DONNÉES DE L'EXERCICE:
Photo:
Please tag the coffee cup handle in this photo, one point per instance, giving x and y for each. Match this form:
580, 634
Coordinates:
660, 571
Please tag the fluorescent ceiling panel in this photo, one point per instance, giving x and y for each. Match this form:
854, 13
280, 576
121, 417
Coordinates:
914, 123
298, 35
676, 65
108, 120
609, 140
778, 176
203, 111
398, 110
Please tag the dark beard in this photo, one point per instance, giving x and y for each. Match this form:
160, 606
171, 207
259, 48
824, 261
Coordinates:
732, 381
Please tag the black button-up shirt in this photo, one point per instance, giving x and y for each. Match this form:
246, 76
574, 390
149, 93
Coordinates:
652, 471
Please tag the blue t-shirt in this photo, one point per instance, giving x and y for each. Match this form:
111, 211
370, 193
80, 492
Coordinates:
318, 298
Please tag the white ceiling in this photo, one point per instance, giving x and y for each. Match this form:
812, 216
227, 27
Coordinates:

CONSIGNE: Recopiez s'il vous plaît tous les enregistrements ci-dessus, ligne par ligne et sans rien y changer.

CORRIGÉ:
Photo:
Please tag the coffee cup handle in this photo, one point per instance, giving x and y for each. Match this form:
580, 634
Coordinates:
660, 571
Please tag the fluorescent ceiling panel in this photo, one point per instance, giving x and y for each. Match this form:
854, 13
280, 576
121, 417
Coordinates:
914, 123
298, 35
676, 65
108, 120
609, 140
778, 176
203, 111
398, 110
Please tag the dark beard in this photo, one point per instance, giving x and y for each. Match this form:
160, 606
171, 207
259, 48
824, 261
Coordinates:
732, 381
Please tag the black button-up shirt in this photo, one point per instance, giving x and y for each. Match this form:
246, 76
574, 390
149, 93
Coordinates:
652, 471
Please tag the blue t-shirt in this photo, one point per instance, giving x and y for each. Match this form:
111, 211
370, 193
80, 492
Coordinates:
318, 298
Please tag the white ceiling in this photo, one point per instance, giving x and y for each. Match this form:
812, 216
227, 27
Coordinates:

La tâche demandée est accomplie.